*Instructions for the task*
Find each line in the records below that contains the word "beret" and copy those lines out in full.

═══ Supplied material ═══

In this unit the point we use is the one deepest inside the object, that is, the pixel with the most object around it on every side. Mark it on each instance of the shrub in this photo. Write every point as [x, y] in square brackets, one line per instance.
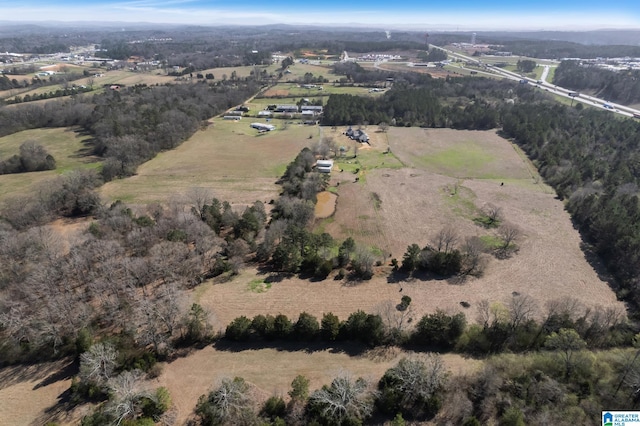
[239, 329]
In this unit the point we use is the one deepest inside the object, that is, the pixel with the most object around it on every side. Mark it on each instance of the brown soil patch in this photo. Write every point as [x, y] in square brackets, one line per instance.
[325, 204]
[272, 371]
[273, 92]
[233, 161]
[29, 394]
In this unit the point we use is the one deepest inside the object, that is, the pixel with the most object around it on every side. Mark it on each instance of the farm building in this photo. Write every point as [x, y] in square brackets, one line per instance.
[286, 108]
[357, 135]
[263, 127]
[324, 166]
[312, 110]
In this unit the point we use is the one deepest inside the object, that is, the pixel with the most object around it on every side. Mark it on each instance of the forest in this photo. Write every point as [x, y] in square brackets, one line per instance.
[115, 299]
[588, 157]
[617, 86]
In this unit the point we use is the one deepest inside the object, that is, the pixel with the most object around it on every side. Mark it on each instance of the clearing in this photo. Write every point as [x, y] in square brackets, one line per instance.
[236, 162]
[65, 145]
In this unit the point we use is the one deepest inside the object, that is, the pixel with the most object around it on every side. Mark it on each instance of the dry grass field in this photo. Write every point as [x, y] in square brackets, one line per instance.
[234, 161]
[64, 144]
[391, 207]
[272, 370]
[431, 179]
[28, 394]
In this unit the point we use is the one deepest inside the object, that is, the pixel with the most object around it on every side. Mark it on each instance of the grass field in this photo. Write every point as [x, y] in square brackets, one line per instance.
[430, 179]
[231, 159]
[65, 145]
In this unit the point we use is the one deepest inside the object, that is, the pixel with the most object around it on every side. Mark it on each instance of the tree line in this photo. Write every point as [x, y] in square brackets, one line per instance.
[558, 49]
[617, 86]
[591, 161]
[588, 157]
[32, 158]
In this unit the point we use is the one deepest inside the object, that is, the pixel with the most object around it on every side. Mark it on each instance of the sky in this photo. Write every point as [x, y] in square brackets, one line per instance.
[406, 14]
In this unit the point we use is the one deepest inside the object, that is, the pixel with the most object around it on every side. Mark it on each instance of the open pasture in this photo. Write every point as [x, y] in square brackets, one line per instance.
[272, 370]
[66, 146]
[233, 160]
[298, 70]
[458, 153]
[392, 206]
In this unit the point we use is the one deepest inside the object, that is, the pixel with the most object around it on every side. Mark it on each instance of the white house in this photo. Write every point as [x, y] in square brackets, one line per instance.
[263, 127]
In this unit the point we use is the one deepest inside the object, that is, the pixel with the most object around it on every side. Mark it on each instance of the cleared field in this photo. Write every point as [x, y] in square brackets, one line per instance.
[234, 161]
[392, 207]
[298, 71]
[27, 394]
[464, 154]
[66, 146]
[245, 71]
[272, 371]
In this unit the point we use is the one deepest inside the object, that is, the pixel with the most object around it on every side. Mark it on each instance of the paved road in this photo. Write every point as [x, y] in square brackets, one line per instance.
[544, 85]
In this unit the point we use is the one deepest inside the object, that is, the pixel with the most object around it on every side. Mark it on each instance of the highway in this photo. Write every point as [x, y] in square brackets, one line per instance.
[542, 84]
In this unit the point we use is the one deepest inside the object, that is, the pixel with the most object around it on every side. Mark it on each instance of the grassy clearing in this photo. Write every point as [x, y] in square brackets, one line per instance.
[461, 200]
[66, 146]
[466, 159]
[298, 70]
[458, 154]
[258, 286]
[232, 160]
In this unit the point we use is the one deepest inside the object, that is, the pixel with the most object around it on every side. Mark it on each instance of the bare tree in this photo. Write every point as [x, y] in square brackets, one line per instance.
[396, 321]
[414, 380]
[567, 343]
[345, 398]
[362, 262]
[126, 395]
[521, 309]
[230, 403]
[473, 260]
[198, 197]
[509, 234]
[445, 239]
[98, 363]
[493, 214]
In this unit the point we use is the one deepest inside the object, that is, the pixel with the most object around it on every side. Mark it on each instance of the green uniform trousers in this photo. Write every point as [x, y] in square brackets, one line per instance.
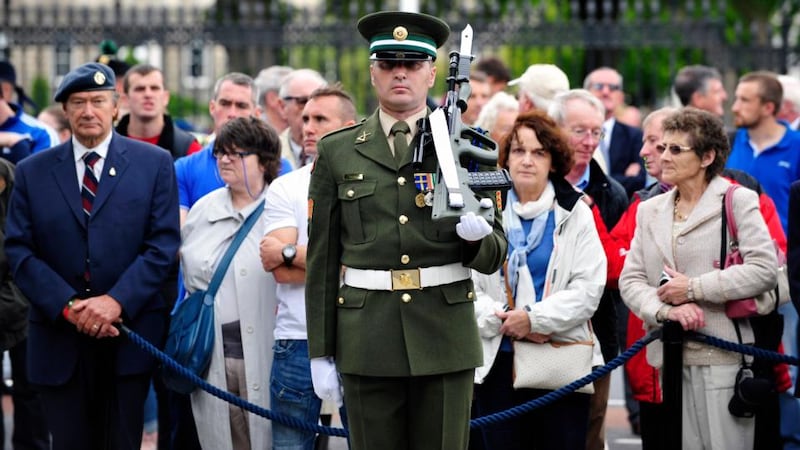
[429, 412]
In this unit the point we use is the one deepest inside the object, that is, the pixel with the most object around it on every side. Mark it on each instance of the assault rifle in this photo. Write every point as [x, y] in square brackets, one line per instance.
[460, 147]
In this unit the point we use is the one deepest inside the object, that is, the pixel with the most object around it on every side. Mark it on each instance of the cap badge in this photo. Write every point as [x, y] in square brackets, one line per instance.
[99, 78]
[400, 33]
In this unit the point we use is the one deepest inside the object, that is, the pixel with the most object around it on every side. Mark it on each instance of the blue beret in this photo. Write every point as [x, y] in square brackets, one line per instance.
[88, 77]
[7, 72]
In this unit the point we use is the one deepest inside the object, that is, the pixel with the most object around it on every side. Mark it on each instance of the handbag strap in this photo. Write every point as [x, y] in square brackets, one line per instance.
[727, 210]
[509, 297]
[219, 274]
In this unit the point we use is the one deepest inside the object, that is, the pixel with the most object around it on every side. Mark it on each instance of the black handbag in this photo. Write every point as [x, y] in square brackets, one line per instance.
[190, 341]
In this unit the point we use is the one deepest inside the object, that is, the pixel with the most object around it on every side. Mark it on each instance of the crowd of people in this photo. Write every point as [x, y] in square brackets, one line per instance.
[347, 297]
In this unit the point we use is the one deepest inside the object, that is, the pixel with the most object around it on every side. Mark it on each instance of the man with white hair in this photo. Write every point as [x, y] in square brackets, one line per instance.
[295, 91]
[538, 85]
[790, 107]
[268, 83]
[498, 115]
[580, 115]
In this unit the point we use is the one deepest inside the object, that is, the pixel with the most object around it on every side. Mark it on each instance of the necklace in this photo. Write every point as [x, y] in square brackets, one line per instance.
[675, 214]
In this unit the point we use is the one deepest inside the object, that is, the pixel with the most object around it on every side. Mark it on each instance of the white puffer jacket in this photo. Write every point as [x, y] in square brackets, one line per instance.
[576, 276]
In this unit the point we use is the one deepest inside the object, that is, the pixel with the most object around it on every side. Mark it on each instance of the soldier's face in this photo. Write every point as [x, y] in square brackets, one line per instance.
[402, 88]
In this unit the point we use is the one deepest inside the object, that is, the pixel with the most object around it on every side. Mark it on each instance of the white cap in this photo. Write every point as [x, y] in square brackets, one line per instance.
[542, 82]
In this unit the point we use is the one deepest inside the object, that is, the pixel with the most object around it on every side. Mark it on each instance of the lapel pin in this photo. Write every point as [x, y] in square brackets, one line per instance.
[363, 137]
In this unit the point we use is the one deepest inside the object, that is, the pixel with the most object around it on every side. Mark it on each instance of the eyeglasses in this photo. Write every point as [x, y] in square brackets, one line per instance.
[408, 64]
[595, 133]
[300, 100]
[611, 86]
[674, 149]
[233, 156]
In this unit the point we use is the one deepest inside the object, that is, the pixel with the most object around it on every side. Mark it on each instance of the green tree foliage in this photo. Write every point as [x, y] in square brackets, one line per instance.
[40, 92]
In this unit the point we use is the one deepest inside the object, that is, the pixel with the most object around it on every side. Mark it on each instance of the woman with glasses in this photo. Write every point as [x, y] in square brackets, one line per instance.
[247, 151]
[556, 272]
[672, 272]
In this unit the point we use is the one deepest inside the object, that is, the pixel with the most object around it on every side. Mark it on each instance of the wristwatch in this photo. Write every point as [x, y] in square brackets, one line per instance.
[289, 252]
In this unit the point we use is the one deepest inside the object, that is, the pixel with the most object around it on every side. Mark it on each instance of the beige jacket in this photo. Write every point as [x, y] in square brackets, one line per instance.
[695, 252]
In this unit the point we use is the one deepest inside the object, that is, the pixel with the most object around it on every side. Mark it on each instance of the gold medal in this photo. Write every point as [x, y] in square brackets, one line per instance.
[428, 198]
[419, 200]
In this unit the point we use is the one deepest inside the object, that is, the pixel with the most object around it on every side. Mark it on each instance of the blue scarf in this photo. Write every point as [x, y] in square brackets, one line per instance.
[521, 242]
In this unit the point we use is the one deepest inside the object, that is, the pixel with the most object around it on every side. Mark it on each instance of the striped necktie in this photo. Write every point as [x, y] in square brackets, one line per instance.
[89, 187]
[400, 129]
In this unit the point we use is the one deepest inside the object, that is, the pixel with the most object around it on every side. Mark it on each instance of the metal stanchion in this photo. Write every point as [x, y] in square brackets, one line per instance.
[671, 378]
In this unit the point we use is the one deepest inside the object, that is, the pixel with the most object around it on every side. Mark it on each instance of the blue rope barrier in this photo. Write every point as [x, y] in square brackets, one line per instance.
[741, 348]
[170, 364]
[516, 411]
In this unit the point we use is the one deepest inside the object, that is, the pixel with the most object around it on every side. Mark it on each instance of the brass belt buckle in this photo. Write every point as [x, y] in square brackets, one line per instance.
[405, 279]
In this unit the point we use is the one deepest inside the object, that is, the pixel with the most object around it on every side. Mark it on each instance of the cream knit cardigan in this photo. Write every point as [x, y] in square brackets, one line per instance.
[695, 252]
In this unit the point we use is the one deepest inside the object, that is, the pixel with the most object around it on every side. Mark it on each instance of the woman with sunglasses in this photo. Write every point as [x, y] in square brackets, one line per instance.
[672, 272]
[247, 151]
[556, 272]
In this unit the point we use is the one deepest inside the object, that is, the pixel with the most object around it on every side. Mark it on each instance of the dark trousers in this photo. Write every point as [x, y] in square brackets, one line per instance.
[560, 425]
[30, 429]
[96, 409]
[409, 413]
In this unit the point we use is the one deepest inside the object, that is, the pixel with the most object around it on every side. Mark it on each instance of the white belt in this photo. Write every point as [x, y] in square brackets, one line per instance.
[396, 280]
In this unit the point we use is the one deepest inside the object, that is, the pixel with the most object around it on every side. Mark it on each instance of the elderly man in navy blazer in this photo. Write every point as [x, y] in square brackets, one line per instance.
[92, 230]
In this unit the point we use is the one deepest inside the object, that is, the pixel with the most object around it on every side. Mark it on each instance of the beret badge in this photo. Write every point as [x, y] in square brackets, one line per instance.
[400, 33]
[99, 78]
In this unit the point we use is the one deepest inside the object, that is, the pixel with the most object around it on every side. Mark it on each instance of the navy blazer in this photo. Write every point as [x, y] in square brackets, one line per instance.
[626, 141]
[793, 254]
[130, 241]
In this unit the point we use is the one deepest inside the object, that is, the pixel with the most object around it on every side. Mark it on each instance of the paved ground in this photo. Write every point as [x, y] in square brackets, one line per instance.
[618, 433]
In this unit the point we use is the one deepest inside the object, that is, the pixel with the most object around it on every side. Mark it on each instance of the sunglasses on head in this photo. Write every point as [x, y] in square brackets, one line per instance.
[300, 100]
[674, 149]
[611, 86]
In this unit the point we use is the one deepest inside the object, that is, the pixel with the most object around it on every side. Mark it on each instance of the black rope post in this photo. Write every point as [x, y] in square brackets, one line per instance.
[671, 383]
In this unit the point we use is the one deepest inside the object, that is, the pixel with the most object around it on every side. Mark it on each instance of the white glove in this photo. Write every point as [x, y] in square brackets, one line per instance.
[326, 380]
[488, 322]
[472, 227]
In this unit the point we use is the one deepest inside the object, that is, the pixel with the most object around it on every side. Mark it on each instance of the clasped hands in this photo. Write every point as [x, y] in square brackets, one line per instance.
[675, 292]
[326, 380]
[517, 325]
[96, 316]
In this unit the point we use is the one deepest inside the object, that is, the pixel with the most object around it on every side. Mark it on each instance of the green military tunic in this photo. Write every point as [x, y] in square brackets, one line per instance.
[363, 215]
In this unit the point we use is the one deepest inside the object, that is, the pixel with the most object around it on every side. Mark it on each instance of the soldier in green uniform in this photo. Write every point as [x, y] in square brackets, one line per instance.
[389, 300]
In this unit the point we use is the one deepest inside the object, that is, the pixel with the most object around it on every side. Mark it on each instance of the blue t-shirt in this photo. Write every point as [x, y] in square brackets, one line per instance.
[775, 168]
[42, 136]
[198, 175]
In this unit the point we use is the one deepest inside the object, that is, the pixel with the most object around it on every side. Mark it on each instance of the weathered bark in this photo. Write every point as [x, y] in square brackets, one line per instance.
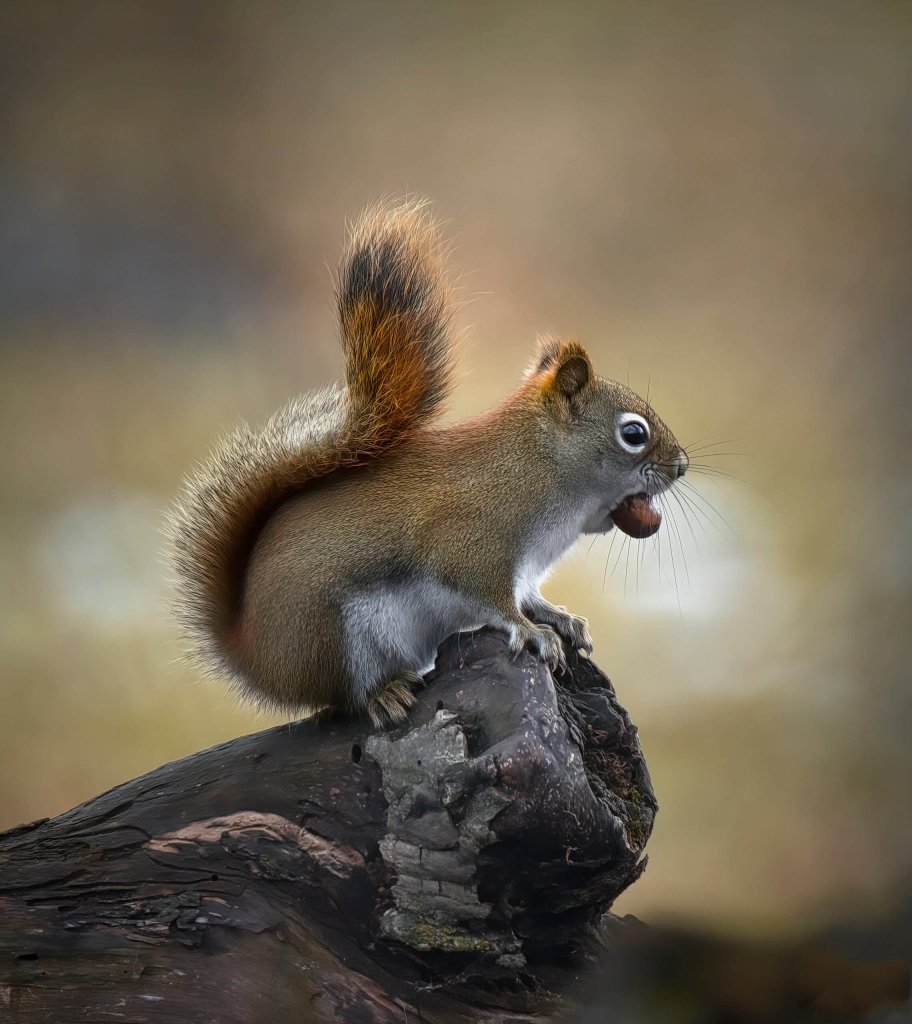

═══

*Exercise output*
In this unit the point we use is the one deepest inside the object, that is, the pixel with the most object around it on every side. Mark it on each instance of the blue beret in this photo. Write every point as [x, y] in square brackets, one line per instance.
In this unit the point we use is the one deepest inside the object, that is, the pixel with the most object around it on every side. Mark it on each instance of the beret badge in this photo. Write every point as [x, y] in square brackets, one line per instance.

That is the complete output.